Quote each of the following rows word for word, changing nothing.

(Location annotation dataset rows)
....................

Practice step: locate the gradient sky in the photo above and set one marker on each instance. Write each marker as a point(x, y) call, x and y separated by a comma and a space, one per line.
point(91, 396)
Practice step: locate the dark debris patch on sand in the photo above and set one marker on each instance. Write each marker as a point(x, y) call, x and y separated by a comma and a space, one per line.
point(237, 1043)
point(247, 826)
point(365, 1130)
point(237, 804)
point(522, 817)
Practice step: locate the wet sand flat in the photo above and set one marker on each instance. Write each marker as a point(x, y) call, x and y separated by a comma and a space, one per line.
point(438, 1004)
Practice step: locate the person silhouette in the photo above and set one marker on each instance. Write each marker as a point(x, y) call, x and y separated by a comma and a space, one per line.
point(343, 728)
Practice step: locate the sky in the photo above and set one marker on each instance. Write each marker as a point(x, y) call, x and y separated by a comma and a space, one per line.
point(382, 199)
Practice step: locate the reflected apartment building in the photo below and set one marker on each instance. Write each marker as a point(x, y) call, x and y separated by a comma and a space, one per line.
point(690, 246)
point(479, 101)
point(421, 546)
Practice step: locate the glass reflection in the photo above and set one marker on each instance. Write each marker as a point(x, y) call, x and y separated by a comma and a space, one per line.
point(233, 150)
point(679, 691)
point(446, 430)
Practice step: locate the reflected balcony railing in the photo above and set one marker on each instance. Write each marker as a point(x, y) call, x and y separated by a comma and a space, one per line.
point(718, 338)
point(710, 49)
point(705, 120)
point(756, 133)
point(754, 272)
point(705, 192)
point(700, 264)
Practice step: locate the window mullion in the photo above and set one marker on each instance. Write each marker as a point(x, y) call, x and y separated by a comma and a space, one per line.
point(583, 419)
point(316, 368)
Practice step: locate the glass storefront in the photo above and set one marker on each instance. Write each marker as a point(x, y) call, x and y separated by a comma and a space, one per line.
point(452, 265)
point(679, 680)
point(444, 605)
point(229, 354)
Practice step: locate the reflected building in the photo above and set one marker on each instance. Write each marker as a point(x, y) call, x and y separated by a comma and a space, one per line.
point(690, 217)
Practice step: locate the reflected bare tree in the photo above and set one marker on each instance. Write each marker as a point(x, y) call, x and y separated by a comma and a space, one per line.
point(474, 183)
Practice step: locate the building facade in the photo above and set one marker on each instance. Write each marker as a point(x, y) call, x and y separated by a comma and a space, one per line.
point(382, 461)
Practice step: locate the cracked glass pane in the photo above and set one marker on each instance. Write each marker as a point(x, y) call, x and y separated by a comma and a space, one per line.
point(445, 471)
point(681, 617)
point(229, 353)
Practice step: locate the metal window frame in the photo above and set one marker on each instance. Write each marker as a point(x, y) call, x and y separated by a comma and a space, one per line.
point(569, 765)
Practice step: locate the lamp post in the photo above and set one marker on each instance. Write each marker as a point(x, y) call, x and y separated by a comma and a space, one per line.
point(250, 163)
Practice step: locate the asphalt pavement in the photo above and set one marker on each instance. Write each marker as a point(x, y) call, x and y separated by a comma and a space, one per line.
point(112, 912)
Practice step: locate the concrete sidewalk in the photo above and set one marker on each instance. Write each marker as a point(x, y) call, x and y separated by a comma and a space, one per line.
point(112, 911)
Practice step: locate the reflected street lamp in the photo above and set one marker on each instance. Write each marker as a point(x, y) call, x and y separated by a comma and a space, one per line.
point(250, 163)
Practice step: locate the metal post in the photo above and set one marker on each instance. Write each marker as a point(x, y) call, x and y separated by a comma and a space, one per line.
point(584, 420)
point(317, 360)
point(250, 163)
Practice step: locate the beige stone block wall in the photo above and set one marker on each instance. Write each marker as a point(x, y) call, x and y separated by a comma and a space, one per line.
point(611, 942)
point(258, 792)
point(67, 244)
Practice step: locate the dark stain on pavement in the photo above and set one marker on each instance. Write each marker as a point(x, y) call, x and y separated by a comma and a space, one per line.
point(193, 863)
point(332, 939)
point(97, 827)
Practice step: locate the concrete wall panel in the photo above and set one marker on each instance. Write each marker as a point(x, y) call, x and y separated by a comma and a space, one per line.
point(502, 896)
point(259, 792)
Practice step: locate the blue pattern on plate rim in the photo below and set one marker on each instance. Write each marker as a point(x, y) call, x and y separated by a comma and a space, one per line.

....................

(Answer)
Practice step: locate the gradient sky in the photo above and set one marker on each instance. Write each marker as a point(x, y) call, x and y separated by a comma and a space, one per line.
point(91, 396)
Practice step: locate the dark debris patch on sand in the photo above and set one marker on each instance. Write each marker as a point(x, y) call, x and y separated by a comma and a space, one per line.
point(237, 1043)
point(247, 826)
point(365, 1130)
point(237, 804)
point(522, 817)
Practice step: locate the wet sand flat in the photo above and set one marker on each instance. Write each marker as a point(x, y) call, x and y separated by a comma and a space, one per line.
point(438, 1004)
Practice step: locate the person silhouette in the photo above and set one marker on each instance. Write each marker as a point(x, y) call, x and y separated by a comma and a space, one per line.
point(343, 728)
Practice step: locate the sky in the photo above and set one marker on each instance. Write each marker as a point(x, y) call, x and y separated by a comma and a space, one per line.
point(382, 199)
Practice step: locate the reflected apartment building in the photo below and set one marker on each instance. Write each marker as a point(x, y) call, x and y separated by a comma and a space, one per line.
point(690, 246)
point(479, 101)
point(421, 546)
Practice step: locate the glass reflection in the photo above and set one marker on each instance. Write each marker as a point(x, y) call, x and y separated by a comma and a space, one per line.
point(233, 150)
point(679, 691)
point(446, 430)
Practice step: locate the reflected balcony railing in the photo above and set one marker on each instance. Write each marker as a point(x, y) call, x and y separated by a comma and a space, one per line.
point(718, 338)
point(710, 49)
point(705, 120)
point(756, 133)
point(754, 272)
point(705, 192)
point(700, 264)
Practice step: locate the window mullion in the photo above and set one marker on each instance. Write each marker as a point(x, y) call, x and y separated by a comma and a space, one per line.
point(583, 419)
point(316, 368)
Practice step: locate the glass storefront in the photo above and set one marker on each instance. Write each marker as a point(x, y) call, x and y separated by a comma and a space, one per line.
point(452, 265)
point(679, 680)
point(444, 605)
point(229, 354)
Practice step: locate the reflected building in the photo above and set one marker on each instance. Write each marker as a point(x, y) call, x and y separated by a comma and a space, one per line.
point(690, 217)
Practice step: locate the reflected bare tree in the photo above and set one marker on each instance. Write each marker as a point(x, y) call, x and y separated by a comma and a space, one per line.
point(474, 183)
Practice step: locate the building facade in the photo above and set one marker on each instance. Write each marker as a point(x, y) call, x and y separated by a comma and a space, one per line.
point(382, 461)
Practice step: locate the cracked glass pane in the photo above and set one marker on each instance. Write each marker as a point(x, y) call, x and y separated by a comma and a space, one per line.
point(445, 471)
point(681, 617)
point(229, 353)
Practice step: locate the metal window frame in the photo above and set one marker on each instance. Write each marker as a point(x, y) call, x and y separated by a comma and a space, one per line.
point(569, 765)
Practice step: locate the lamp post in the photo above and set one marker on each instance. Write each marker as a point(x, y) call, x and y separated by a comma and a space, one per line.
point(250, 163)
Practice step: locate the asphalt pavement in the photo above and set one marker on each instance. Write each marker as a point(x, y) call, x and y separated by a comma and a space, one per line.
point(112, 912)
Practice step: locate the concrete sidewalk in the photo above and set one marker on each instance. Write each marker as a point(x, y) call, x and y separated by a comma and a space, one per line.
point(112, 911)
Practice step: locate the reflected street lamp in the photo above and set one marker on each instance. Write each marker as a point(x, y) call, x and y separated by a comma and a space, one per line.
point(250, 163)
Practice step: locate the metal post in the photo above and set one marker on each instance. Write each marker as a point(x, y) call, x and y separated by a comma and a space, one per line.
point(584, 420)
point(317, 360)
point(250, 163)
Practice step: locate the beige stone block wall in the photo above and set one marker on each instance. Write each marker as a point(x, y) call, x and y separated by a comma and a space, one per line.
point(611, 942)
point(258, 792)
point(67, 244)
Practice step: locate the dark stain on pavement in the photo above and set one marker on each instance. Write each marker as a point(x, y) call, x and y separated by a comma and a space, one per line.
point(193, 863)
point(332, 939)
point(97, 827)
Practice step: locate the concrete wall panel in the photo above and set one marker on each instance. Write each marker as a point(x, y) call, x and y separated by a comma and a space, one per line.
point(502, 896)
point(259, 792)
Practice step: locate the blue pattern on plate rim in the photo below and set one marker on each instance. Write each marker as a point(x, y) call, x and y separated by a comma and a space, one per line.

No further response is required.